WHAT TO WORK ON >> Copy out the entries below with every "this photo" changed to "this image" and nothing else altered. Omit the pictures from your copy.

:: GIVEN INFORMATION ::

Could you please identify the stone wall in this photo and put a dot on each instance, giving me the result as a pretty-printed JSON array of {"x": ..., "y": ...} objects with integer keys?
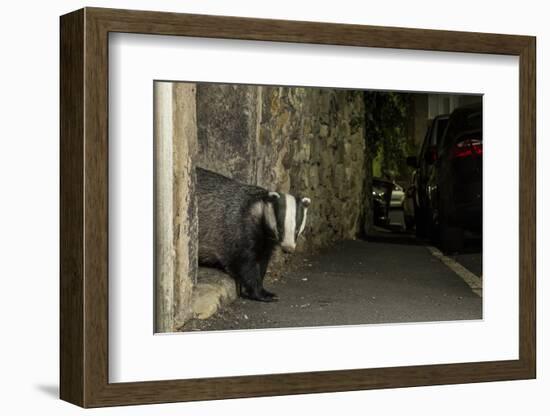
[{"x": 303, "y": 141}]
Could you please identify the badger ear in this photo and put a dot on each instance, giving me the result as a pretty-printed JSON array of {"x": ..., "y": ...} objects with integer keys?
[{"x": 273, "y": 196}]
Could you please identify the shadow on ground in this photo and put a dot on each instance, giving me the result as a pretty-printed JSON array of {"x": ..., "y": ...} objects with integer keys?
[{"x": 357, "y": 282}]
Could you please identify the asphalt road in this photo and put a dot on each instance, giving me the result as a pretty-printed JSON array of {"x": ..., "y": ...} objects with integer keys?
[{"x": 357, "y": 282}]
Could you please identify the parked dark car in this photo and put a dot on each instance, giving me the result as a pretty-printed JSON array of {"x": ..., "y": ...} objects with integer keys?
[
  {"x": 381, "y": 197},
  {"x": 424, "y": 164},
  {"x": 453, "y": 189}
]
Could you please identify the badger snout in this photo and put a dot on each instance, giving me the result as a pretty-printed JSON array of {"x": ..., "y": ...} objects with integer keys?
[{"x": 288, "y": 249}]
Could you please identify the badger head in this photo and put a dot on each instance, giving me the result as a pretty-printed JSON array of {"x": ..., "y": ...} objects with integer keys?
[{"x": 285, "y": 216}]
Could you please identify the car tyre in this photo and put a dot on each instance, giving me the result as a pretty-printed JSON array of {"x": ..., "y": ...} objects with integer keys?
[{"x": 451, "y": 238}]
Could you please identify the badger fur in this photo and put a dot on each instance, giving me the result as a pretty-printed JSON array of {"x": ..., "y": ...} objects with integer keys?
[{"x": 240, "y": 225}]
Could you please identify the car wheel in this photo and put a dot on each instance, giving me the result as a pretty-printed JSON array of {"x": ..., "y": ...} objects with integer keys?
[
  {"x": 451, "y": 237},
  {"x": 421, "y": 220}
]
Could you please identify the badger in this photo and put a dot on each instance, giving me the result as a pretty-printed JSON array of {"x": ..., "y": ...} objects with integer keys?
[{"x": 240, "y": 225}]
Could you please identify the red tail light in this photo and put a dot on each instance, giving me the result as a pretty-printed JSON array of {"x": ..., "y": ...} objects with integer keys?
[{"x": 467, "y": 148}]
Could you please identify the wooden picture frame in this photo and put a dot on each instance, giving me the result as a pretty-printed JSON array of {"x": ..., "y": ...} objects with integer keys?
[{"x": 84, "y": 207}]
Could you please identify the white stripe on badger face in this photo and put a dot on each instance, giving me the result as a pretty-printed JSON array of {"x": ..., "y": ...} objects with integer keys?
[
  {"x": 271, "y": 221},
  {"x": 303, "y": 225},
  {"x": 289, "y": 243}
]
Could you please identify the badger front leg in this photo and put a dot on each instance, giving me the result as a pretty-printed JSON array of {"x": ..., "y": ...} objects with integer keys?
[
  {"x": 263, "y": 269},
  {"x": 248, "y": 277}
]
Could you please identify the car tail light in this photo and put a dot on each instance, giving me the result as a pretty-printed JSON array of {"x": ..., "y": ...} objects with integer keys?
[{"x": 467, "y": 148}]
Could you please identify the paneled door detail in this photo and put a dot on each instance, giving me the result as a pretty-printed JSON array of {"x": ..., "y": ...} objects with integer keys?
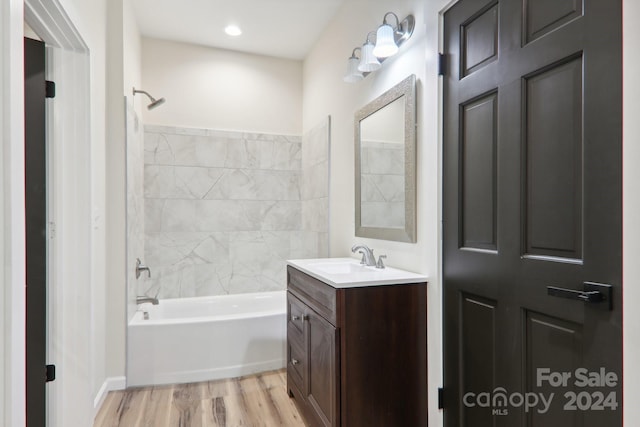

:::

ANSWER TO THIS TASK >>
Could you please identify the stone wall in this image and put a dot on each instance, giving me the result as a pretty-printed JSON array of {"x": ..., "y": ...} objects with integer keys?
[{"x": 303, "y": 141}]
Could you please identify the badger ear in this image and put a dot on each instance, giving me the result as a pretty-printed JSON array of {"x": ..., "y": ...} objects with integer keys?
[{"x": 273, "y": 196}]
Could you please identify the shadow on ground in this image and put a dot on each instance, giving me the result as a pretty-printed JSON array of {"x": ..., "y": ...} objects with integer keys?
[{"x": 357, "y": 282}]
Could you please identify the asphalt road in this image and put a dot on each instance, giving me the result as a pretty-printed JSON array of {"x": ..., "y": ...} objects with integer keys?
[{"x": 357, "y": 282}]
Could you please identify the parked dark car in this image and put a dot on each instance, giving me the result as a pretty-printed JSON array of {"x": ..., "y": ...} objects with integer keys?
[
  {"x": 381, "y": 197},
  {"x": 424, "y": 164},
  {"x": 453, "y": 189}
]
Could you please identify the badger snout in this image and put a dot on each instance, giving me the result as a pretty-printed JSON array of {"x": ..., "y": ...} objects with integer keys?
[{"x": 288, "y": 249}]
Could you please identify the badger head in this image and put a dot on each instance, giving me the result as a pretty-printed JSON array of {"x": ..., "y": ...} objects with integer keys?
[{"x": 285, "y": 216}]
Could you please identify the car tyre in this image and put a dot on each instance, giving me the result as a pretty-printed JSON array of {"x": ..., "y": ...} objects with integer keys?
[{"x": 451, "y": 238}]
Could you please identify the badger fur in this image and put a dot on each instance, giving me the result as a pretty-printed JSON array of {"x": ..., "y": ...} objects with integer keys?
[{"x": 240, "y": 225}]
Could you please identify the car wheel in this image and put a dot on each instance, giving me the result as a pretty-printed JSON array of {"x": ..., "y": ...} objects with integer keys?
[
  {"x": 451, "y": 237},
  {"x": 421, "y": 220}
]
Could you please identify the badger in this image and put a dot on each instance, giving me the result as a pretty-printed JSON array of {"x": ..., "y": ...} objects with integer keys?
[{"x": 240, "y": 225}]
Could you please identify the red tail light in this image and put a dot on each instance, giving me the result as a pretty-printed JSON array of {"x": ..., "y": ...} objects with integer keys?
[{"x": 467, "y": 148}]
Could you please identify the wooden picture frame in this image and put a dot on each instance, giving me the result as a pretty-printed JSON array of {"x": ..., "y": ...} objects with integer keys?
[{"x": 84, "y": 207}]
Could you please identify the white stripe on badger face in this image and put a dot on each instance, giving me the result as a pretty-printed JSON array of {"x": ..., "y": ...} objects with integer keys?
[
  {"x": 271, "y": 221},
  {"x": 303, "y": 225},
  {"x": 289, "y": 243}
]
Could you please identify the badger front leg in this image and put a dot on each instance, giving me the result as a pretty-printed JSON array of {"x": ..., "y": ...} objects with integer keys?
[
  {"x": 263, "y": 269},
  {"x": 248, "y": 277}
]
Could you please identify the car tail light in this image and put a dot on each instance, giving me the result as a pretty-printed JSON array of {"x": ..., "y": ...} objects with integer keys?
[{"x": 467, "y": 148}]
Could you please identify the paneled door detail in this image and put a dot on each instance, giving me the result as a pretty-printed JSON array of {"x": ..., "y": ...} objects with integer keys?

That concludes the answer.